# Required work
• 1. In the Azure tagging article below, which type of policy is usually used for optional tags?
• 2. Resume the Azure tagging article below after its final sentence.
START Text block
This blog post is a follow-up to my series of running CMDB for Azure resources. In the previous parts, I shared some guiding principles for organizing your CMDB using Azure tags, so here, I will cover some practical examples of keeping your Azure tags neat and structured at scale.

The issue with Azure tags from the CMDB perspective

Azure tag names and their values are just free text properties. You can choose whatever tag name and its value you want to apply to your resources, provided they are according to the Azure tag limitations. On the one hand, it’s great because you have much flexibility in defining your tagging convention. On the other hand, your tag list can quickly become a mess as there are few to no default controls to validate them.

For example, you want to tag your resources with an internal application name and a reference to a resource owner. By default, nothing prevents you from tagging resources like follows:

  • Resource 1 (tag name: tag value)
    • App_name: MyApp1
    • owner: Jhon Doe
  • Resource 2 (tag name: tag value)
    • Application: MyApp1
    • _Owner: john.doe@contoso.com (here underscore in the front stands for a space character)

As you can see from that example, those resources likely belong to the same application and to the same owner. However, tag names and value formats vary significantly. That might not be a problem if you manage a dozen resources manually, but it will become a huge automation challenge at the enterprise scale with thousands of resources, applications, and users involved when it’s impossible to logically organize your assets without technical means. So, let’s recap first what we can do to enforce specific tags are applied to Azure resources.

Enforce tags on your Azure resources

Azure policy definitions for tag compliance would definitely be a good place to start governing your tagging convention. Generally, those policies can be grouped by the control they implement. There are built-in policies to:

  • require a specific tag (they will deny resource deployment without it),
  • inherit a tag from a parent resource container,
  • add/append a tag.

From the enforcement perspective, the policies that require and/or inherit tags are the ones that can help you to push your tagging requirements. The policies to add or append tags are usually helpful for remediation purposes when you want to apply specific tags to different scopes.

Those built-in policies are missing examples for auditing your Azure resources for tag compliance, but it’s pretty easy to create your custom ones using the require-tag policies as a starting point. You can find such policy samples in my Azure Policy GitHub repository.

When designing your tagging convention, you might come up with a list of mandatory tags and optional ones, where the mandatory tags are absolute must for your inventory purposes, and resources cannot be deployed without them, whereas the optional tags are not strictly required but suggested for application teams to use according to their needs. It is also common for the optional tags to have some suggested naming and value format to follow so they are consistent with your overall tagging structure. Therefore, for the mandatory tags, you would usually use require-tag policies, and for the optional tags – audit-tag ones (to keep track of their usage).

As a rule of thumb, when assigning your Azure policies requiring specific tags (denying resource deployment without them), specify the corresponding custom non-compliance messages that clearly explain what went wrong and how to fix it. An error message like the following one can save you thousands of hours and empower users to correct their deployment without raising a support ticket:

Azure resources must be tagged with the mandatory ‘<tag_name>’ in the following format: <tag_name:tag_value>. Please refer to KB#### (<knowledgebase_URL>) for additional details.

Having those controls in place can help you to keep your tag names consistent. Now, let’s see what we can do to validate tag values.

Validate tag value formatting

Here I will use some suggested tags from my previous blog post to make my examples more practical.

Make sure to check my list of Azure Policy best practices for crafting your custom policies like using parameters, testing, deploying, etc.
END Text block
START Listing
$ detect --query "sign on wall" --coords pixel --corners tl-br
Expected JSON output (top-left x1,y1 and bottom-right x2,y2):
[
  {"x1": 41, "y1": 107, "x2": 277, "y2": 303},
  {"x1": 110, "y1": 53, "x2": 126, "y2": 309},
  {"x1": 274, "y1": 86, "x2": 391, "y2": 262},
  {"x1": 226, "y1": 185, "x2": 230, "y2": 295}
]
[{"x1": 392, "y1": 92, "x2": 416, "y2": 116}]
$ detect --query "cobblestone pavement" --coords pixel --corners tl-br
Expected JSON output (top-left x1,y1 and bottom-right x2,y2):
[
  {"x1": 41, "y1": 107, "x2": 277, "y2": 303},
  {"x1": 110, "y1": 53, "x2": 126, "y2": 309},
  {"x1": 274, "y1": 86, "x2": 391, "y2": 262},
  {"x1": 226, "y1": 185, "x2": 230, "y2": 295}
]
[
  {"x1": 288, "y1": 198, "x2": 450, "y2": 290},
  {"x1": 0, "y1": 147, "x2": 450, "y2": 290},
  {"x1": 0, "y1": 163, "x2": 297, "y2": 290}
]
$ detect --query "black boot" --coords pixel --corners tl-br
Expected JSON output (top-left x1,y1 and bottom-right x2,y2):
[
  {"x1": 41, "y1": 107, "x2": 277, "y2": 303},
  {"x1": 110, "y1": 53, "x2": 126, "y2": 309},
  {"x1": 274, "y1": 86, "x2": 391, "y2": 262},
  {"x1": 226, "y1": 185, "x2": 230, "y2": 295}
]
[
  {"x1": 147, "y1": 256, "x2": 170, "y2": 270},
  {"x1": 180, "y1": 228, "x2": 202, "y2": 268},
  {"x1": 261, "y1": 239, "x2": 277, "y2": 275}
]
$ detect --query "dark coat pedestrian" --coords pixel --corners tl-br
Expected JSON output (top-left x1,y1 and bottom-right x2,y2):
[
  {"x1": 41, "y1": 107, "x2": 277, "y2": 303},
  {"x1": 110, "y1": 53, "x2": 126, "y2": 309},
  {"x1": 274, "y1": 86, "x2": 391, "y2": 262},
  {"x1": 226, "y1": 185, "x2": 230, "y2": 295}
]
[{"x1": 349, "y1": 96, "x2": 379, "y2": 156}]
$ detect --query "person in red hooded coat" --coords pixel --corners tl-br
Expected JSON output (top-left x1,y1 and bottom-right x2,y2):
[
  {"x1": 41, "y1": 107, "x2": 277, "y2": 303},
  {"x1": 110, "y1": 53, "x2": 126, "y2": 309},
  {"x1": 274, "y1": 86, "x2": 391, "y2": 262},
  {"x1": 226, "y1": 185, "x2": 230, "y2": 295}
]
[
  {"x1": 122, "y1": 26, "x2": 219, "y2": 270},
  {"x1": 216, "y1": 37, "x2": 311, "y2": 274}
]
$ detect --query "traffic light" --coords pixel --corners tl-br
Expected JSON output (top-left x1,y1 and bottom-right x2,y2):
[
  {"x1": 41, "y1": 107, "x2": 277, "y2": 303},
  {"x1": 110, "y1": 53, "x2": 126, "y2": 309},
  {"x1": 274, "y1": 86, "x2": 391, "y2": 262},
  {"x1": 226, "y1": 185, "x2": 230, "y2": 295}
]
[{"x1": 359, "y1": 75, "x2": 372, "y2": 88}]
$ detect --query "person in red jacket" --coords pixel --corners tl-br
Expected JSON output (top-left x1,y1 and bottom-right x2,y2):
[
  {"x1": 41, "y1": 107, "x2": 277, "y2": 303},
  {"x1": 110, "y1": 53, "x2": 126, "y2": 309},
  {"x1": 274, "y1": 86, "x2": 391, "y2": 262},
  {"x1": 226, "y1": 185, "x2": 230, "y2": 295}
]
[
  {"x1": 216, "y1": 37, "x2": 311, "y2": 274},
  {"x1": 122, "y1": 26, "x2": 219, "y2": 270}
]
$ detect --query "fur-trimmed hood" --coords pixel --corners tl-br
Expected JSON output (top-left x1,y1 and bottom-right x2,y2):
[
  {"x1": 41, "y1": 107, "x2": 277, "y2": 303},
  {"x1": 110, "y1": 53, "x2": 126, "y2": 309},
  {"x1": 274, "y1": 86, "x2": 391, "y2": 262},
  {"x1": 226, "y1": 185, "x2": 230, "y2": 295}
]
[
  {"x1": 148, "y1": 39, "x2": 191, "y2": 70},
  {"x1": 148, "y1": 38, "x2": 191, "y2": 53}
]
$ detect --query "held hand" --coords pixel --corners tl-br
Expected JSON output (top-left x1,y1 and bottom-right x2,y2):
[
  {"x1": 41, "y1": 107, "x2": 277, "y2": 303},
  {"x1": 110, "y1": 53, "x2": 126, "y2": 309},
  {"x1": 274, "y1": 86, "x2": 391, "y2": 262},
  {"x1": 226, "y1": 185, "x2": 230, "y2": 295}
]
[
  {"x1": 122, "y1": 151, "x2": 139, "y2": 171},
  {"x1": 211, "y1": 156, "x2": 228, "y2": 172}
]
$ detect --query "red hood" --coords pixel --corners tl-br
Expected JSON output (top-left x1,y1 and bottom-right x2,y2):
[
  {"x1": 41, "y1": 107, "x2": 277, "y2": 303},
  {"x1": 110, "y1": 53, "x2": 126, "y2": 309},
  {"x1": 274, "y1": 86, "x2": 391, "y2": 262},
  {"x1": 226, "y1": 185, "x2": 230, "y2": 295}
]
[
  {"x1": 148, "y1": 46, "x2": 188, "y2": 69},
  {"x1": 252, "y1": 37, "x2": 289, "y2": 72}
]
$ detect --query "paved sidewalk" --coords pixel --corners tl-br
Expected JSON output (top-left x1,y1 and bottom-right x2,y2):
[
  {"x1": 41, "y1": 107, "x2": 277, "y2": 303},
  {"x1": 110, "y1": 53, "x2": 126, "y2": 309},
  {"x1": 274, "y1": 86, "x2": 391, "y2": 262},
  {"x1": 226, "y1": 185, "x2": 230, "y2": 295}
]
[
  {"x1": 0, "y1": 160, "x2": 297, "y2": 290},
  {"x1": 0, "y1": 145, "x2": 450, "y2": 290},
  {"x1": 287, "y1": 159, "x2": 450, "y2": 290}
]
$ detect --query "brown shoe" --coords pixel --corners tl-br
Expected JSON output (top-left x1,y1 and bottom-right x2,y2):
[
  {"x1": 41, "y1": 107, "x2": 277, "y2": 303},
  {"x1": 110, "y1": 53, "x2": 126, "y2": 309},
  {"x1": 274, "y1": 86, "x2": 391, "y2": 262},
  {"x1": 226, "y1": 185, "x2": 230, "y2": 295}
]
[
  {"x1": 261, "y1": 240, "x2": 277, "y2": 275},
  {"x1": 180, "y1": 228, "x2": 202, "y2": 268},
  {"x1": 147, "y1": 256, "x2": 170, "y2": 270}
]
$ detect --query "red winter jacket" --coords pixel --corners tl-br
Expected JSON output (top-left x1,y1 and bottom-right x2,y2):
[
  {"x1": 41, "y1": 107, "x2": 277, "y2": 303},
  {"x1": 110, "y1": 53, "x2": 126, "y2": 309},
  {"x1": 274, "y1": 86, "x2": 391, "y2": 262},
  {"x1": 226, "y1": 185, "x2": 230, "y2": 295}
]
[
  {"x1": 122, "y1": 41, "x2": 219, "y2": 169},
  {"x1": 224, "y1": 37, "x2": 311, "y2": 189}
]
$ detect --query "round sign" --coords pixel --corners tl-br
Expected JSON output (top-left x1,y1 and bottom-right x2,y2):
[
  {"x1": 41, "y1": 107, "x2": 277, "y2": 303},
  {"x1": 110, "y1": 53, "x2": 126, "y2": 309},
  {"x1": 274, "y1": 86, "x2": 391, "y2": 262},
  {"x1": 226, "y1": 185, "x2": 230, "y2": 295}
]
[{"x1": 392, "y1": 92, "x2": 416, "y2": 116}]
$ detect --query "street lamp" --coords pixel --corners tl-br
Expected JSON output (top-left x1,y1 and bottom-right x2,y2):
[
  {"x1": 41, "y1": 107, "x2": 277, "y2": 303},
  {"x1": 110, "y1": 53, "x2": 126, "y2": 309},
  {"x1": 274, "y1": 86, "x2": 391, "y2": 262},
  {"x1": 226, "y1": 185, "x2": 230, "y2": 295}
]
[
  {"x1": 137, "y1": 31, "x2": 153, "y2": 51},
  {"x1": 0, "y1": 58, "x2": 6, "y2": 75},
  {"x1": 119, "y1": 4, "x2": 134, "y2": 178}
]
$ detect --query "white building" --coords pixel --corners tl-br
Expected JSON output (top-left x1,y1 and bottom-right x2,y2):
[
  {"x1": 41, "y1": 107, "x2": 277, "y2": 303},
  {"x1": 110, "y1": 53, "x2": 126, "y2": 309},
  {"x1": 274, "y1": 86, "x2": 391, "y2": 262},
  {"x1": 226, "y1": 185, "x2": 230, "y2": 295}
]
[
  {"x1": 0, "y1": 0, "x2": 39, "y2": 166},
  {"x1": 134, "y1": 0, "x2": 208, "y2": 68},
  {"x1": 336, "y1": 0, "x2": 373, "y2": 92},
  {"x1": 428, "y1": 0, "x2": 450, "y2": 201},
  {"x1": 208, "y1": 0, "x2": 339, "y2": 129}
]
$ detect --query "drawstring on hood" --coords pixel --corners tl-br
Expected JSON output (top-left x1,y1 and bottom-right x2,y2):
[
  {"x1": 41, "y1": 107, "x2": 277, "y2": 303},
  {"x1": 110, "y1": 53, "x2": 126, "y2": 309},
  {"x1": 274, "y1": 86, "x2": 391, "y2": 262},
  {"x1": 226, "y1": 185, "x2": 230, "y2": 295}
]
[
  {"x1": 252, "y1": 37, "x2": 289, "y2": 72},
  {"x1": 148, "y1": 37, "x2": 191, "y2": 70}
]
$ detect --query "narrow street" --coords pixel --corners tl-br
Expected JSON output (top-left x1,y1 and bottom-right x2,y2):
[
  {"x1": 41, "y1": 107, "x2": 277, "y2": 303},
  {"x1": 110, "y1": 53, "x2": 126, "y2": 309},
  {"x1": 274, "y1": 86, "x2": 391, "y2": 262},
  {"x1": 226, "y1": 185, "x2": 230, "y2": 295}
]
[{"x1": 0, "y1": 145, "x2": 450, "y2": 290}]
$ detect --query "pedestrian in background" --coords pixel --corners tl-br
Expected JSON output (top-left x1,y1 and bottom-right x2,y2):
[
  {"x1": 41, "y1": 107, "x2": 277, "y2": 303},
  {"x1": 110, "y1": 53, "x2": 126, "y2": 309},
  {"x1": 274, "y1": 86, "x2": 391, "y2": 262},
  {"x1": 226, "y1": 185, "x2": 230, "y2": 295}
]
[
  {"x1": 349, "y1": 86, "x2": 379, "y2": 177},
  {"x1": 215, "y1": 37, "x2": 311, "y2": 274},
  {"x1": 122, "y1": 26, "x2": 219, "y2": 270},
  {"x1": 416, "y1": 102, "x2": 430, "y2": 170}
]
END Listing
# Answers for this exercise
• 1. Audit-tag policies, to keep track of their usage.

• 2.
For example, the Application Name tag is usually used to mark resources related to specific applications in the context of your organization. Depending on your requirements, its value might be just a free text or a text in a specific format according to your internal app/system encoding pattern:

The Service Map and Documentation tags can be URL links pointing to specific resources containing a live service health map and internal documentation/wiki. To enforce the URL pattern for tag values, you can use the following policy rule condition:

Similarly to the mentioned URL pattern validation, you can put a control to require the Owner and Technical Contact tags value to be in the form of an Email address:

Such tags as Business Unit, Data Profile, Service Class, and Criticality usually represent predefined lists of allowed tag options. For example, you can define the Data Profile tag to use only specific profile values:

If you rate your Service Classes or application Criticality using numeric values, that validation approach will work too. Just keep in mind that numeric values are treated as strings here:

For date-related tags such as Created Date, you can ensure proper formatting using the following policy rule condition:

Unfortunately, Azure Policy conditional operators don’t support regular expressions (aka regex). The closest expression validation you can do is by using the (not) like and match operators, and you might need to additionally validate tag values for more complex string patterns. More on that is in the next section.

Please check my Azure Policy GitHub repository for the complete sample policy definitions.

Such Azure policies should help you keep your tags and their values more consistent across your resources. However, tag values are still just plain text properties with enforced formatting. So, what to do to ensure that a specific object your tag represents, like a user email address, exists in your systems of records?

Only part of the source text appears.